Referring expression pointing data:
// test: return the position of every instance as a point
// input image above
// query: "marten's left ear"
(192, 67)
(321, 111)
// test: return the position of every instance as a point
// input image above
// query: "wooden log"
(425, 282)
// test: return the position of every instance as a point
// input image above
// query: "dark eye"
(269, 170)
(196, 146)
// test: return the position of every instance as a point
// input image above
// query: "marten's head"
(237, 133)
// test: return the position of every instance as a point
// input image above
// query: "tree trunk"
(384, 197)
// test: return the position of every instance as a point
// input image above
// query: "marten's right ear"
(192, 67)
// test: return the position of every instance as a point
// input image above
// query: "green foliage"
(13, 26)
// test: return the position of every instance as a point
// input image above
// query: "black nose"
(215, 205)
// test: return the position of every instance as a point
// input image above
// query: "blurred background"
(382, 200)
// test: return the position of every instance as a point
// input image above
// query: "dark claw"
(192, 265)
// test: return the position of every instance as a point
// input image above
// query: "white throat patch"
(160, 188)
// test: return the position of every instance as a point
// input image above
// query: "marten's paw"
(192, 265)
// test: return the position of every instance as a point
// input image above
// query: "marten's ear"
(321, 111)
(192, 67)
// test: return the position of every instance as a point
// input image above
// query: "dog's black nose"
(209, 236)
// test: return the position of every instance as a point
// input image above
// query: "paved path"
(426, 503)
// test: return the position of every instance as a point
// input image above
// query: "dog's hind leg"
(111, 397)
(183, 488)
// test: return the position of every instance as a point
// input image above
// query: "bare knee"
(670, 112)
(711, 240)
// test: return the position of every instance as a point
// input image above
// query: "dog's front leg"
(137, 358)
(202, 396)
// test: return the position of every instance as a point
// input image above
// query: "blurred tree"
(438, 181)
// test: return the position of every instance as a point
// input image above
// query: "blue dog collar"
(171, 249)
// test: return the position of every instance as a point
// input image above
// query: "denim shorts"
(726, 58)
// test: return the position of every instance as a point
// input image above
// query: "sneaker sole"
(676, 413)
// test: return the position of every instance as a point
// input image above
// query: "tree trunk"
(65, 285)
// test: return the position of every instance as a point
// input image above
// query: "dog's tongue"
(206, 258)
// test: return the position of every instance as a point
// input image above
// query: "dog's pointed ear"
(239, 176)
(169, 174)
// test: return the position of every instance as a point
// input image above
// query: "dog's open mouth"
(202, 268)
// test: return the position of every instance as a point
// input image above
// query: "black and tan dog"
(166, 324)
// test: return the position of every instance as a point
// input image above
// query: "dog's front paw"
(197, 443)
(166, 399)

● **THE PROBLEM**: Go through the data above and repeat all of it exactly.

● **RESULT FOR THIS TASK**:
// test: return the position of every instance as a point
// input image above
// query: "marten's left ear"
(192, 67)
(321, 111)
// test: return the position of every instance as a point
// input image above
// query: "wooden log"
(425, 282)
// test: return the position of every instance as a point
// input image above
// query: "dark eye"
(269, 170)
(196, 146)
// test: return the position of every instance as a point
// input image above
// query: "marten's head"
(237, 133)
// test: return the position of every instance as a point
// input image above
// query: "tree trunk"
(384, 197)
// test: return the position of every instance as a point
// input image above
// query: "marten's right ear"
(192, 67)
// test: return the position of every instance as a point
// input image above
// query: "green foliage"
(13, 26)
// test: return the position of every instance as a point
// input image above
// query: "black nose"
(215, 205)
// test: return the position of every instance as a point
// input image above
// query: "blurred background"
(382, 200)
// test: return the position of every instance as a point
// input image above
// query: "dark claw"
(192, 265)
// test: return the position of every instance as a point
// input image above
// query: "white throat patch"
(160, 188)
// test: return the position of every instance as a point
// input image above
// query: "marten's paw"
(192, 265)
// test: return the position of every instance as a point
// input image above
// query: "marten's ear"
(321, 111)
(192, 67)
// test: return the position of every instance as a point
// input image above
// query: "dog's black nose"
(209, 236)
// test: return the position of every instance as a point
// input image above
// query: "paved path"
(426, 503)
// test: return the position of every instance as a point
// input image above
// query: "dog's hind leg"
(111, 397)
(183, 488)
// test: return the position of every instance as a point
// input image above
// query: "bare knee"
(670, 112)
(711, 240)
// test: return the position of every instance as a point
// input image above
// query: "dog's front leg"
(137, 358)
(202, 396)
// test: return the position of every instance as a point
// input image above
// query: "blurred tree"
(438, 181)
// test: return the position of every instance as a point
// input image above
// query: "blue dog collar"
(171, 249)
// test: return the position of every instance as a point
// input image above
// query: "denim shorts"
(726, 58)
// test: return the position of every instance as a point
// input image above
// query: "sneaker sole"
(676, 413)
// test: return the position of every instance as a point
// input image above
// query: "tree trunk"
(65, 285)
// test: return the position of every instance as a point
// input image above
// query: "dog's tongue"
(206, 258)
// test: return the position of every instance as a point
// input image above
// query: "dog's pointed ear"
(239, 176)
(169, 174)
// test: return the position of every instance as a point
// input image above
// query: "dog's open mouth"
(202, 268)
// test: return the position of every instance as a point
// input image above
// query: "black and tan dog"
(166, 324)
// test: return the position of every instance as a point
// input image above
// query: "dog's front paw"
(197, 443)
(166, 399)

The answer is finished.